## Extract
---*---
Either way, both parties have
found it to their benefit to thwart Indian policy. The Awami
League early on sought to shake off its pro-India image to
please the domestic audience, by not coming out with proactive
measures for improving ties with New Delhi. Meanwhile, the
BNP, backed by Islamist forces, was able to be significantly
more open in its anti-India posturing. Under both parties,
New Delhi feels it has received very little cooperation from
Dhaka on matters of illegal migration, or shelter for the
Northeast insurgents who India says operate out of 200 camps
inside Bangladesh. Furthermore, Dhaka has regularly continued
to deny India transit facilities from West Bengal through
Bangladesh, to service its landlocked northeastern states.
At least on the surface, things
have changed significantly since the interim government took
over in January and imposed a state of emergency. The army-backed
regime called off the 22 January national elections, and has
subsequently reconstituted the Anti-Corruption Commission,
and arrested close to 200 politicians (and mounting), mostly
on graft charges. It has also revived the National Security
Council, giving military leaders a platform on which to air
their views on governing the country. In the meantime, there
has been mounting criticism over human-rights abuses, unconstitutional
governance, and clamping down on the media and other bodies
urging transparency. But New Delhi seems heartened by the
crackdown on militancy, and this may well blind Indian policymakers
to a host of problems, the seeds of which are planted in the
current bout of activism by its eastern neighbour.
The most ‘reassuring’
signal that the interim government in Dhaka has sent New Delhi
came on 30 March, when the authorities executed the most prominent
names in Bangladesh’s rising Islamist militancy –
chief of the Jama’atul Mujahideen Bangladesh (JMB) Abdur
Rahman and his deputy, Siddiqul Islam, alias ‘Bangla
Bhai’. With its hands full in Kashmir, India has been
extremely wary of the possibility of a new front on its eastern
flank, along the 4100-km porous border, particularly in the
wake of controversial Western reports that the country was
becoming a hub of al-Qaeda-linked Islamist forces.
---*---
## Goal of the exercise
Retype the India–Bangladesh text from "The most ‘reassuring’" up to and including "al-Qaeda-linked Islamist forces.". The records come from a separate source.

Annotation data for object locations
---*---
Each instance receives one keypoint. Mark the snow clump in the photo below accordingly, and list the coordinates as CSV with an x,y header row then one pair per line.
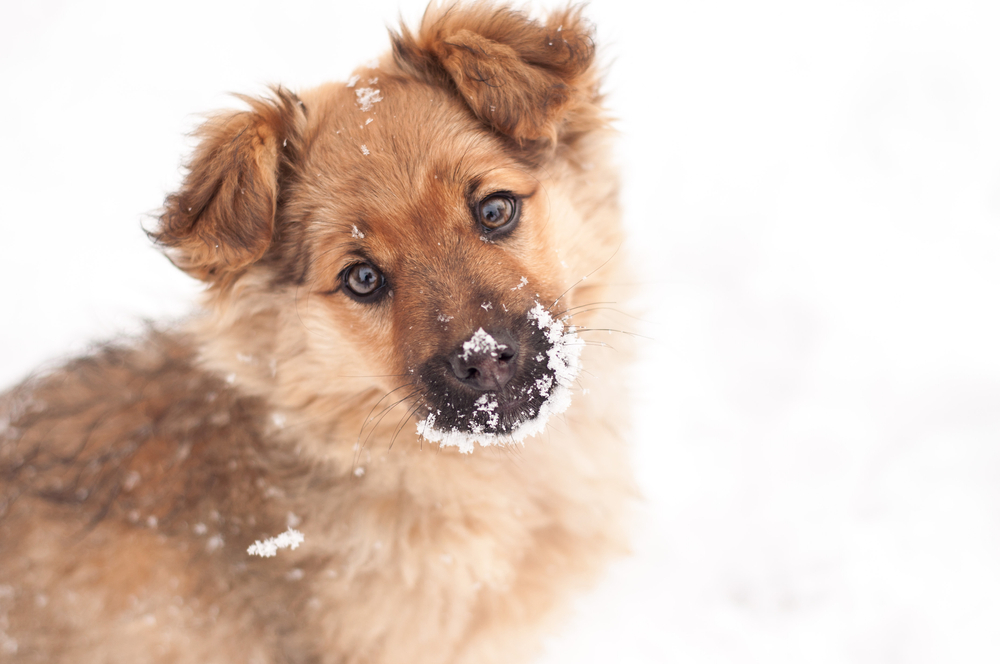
x,y
367,97
564,365
290,539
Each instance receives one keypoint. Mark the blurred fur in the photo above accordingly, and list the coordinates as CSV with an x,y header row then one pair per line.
x,y
134,479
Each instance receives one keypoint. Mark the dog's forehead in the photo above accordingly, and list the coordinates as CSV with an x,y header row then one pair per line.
x,y
406,154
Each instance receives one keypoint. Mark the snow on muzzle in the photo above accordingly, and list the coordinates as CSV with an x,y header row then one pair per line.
x,y
503,391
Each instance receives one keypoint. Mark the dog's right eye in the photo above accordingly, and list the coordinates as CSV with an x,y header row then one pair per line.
x,y
363,281
499,213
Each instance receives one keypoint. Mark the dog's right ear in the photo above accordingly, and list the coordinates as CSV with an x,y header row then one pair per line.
x,y
222,219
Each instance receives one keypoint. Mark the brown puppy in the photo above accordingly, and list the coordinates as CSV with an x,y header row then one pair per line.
x,y
391,267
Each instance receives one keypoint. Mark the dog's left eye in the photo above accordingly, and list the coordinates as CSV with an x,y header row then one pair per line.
x,y
499,211
363,281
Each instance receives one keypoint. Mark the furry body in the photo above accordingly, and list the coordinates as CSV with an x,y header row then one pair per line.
x,y
133,480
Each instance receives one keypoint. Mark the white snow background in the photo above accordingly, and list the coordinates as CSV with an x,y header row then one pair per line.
x,y
813,192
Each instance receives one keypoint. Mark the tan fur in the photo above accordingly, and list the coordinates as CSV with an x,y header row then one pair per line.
x,y
133,480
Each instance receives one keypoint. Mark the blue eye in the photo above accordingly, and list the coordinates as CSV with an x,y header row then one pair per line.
x,y
498,211
363,280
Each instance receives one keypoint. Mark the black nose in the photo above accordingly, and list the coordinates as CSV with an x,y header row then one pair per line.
x,y
485,362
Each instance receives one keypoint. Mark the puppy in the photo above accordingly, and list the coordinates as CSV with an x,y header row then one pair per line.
x,y
375,443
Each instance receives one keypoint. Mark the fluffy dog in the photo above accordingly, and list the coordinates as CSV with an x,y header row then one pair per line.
x,y
380,380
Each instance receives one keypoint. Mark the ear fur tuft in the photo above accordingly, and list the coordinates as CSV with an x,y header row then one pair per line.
x,y
222,219
519,76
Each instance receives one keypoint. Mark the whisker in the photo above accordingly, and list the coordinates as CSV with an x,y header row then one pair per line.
x,y
369,417
409,413
611,329
382,417
584,278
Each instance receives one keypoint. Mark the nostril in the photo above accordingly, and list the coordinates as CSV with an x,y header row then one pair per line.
x,y
485,362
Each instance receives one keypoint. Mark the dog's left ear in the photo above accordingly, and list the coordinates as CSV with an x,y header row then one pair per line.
x,y
521,77
222,219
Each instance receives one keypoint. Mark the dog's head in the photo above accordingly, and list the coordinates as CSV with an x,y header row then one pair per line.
x,y
419,228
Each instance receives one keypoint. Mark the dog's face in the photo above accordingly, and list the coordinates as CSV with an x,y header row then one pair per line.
x,y
416,220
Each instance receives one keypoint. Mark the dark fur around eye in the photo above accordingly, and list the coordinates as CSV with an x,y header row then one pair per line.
x,y
498,213
363,282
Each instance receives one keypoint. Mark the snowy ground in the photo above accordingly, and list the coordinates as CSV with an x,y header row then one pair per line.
x,y
814,194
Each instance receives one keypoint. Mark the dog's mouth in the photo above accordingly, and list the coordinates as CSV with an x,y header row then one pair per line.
x,y
529,385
---*---
## Full response
The most ‘reassuring’
signal that the interim government in Dhaka has sent New Delhi
came on 30 March, when the authorities executed the most prominent
names in Bangladesh’s rising Islamist militancy –
chief of the Jama’atul Mujahideen Bangladesh (JMB) Abdur
Rahman and his deputy, Siddiqul Islam, alias ‘Bangla
Bhai’. With its hands full in Kashmir, India has been
extremely wary of the possibility of a new front on its eastern
flank, along the 4100-km porous border, particularly in the
wake of controversial Western reports that the country was
becoming a hub of al-Qaeda-linked Islamist forces.